[What needs to be done]
The lines needed are those below that contain the word "task"; copy each one.

(Stored records)
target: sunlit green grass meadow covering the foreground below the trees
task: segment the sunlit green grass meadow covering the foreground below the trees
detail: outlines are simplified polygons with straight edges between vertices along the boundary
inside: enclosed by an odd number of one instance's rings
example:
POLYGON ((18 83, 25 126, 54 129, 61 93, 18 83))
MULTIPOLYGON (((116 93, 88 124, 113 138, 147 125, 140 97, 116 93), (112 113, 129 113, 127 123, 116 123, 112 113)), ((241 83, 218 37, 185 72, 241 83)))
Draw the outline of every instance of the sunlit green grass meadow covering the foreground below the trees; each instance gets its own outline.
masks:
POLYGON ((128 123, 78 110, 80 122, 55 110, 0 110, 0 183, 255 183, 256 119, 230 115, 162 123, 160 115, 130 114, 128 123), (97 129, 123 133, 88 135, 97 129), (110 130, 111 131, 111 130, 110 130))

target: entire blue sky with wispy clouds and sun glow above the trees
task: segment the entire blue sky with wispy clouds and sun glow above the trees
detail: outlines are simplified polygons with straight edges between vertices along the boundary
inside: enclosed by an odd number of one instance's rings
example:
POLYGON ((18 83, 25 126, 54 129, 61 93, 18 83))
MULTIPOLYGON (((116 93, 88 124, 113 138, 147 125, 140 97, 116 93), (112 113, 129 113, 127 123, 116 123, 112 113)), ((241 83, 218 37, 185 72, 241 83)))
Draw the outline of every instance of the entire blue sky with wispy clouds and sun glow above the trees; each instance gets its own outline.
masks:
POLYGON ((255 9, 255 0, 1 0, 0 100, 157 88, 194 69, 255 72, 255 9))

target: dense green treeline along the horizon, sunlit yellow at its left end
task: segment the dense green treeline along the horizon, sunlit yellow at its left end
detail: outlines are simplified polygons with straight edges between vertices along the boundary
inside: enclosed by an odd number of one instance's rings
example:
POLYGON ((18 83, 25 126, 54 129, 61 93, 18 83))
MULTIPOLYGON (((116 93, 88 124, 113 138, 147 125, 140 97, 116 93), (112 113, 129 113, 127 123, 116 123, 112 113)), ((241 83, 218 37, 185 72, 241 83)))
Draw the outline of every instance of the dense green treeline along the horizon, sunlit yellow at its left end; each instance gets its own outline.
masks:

[Finished exercise]
task: segment the sunlit green grass meadow covering the foreground below the trees
task: segment the entire blue sky with wispy clouds and sun glow above the trees
task: segment the dense green treeline along the horizon, sunlit yellow at its left end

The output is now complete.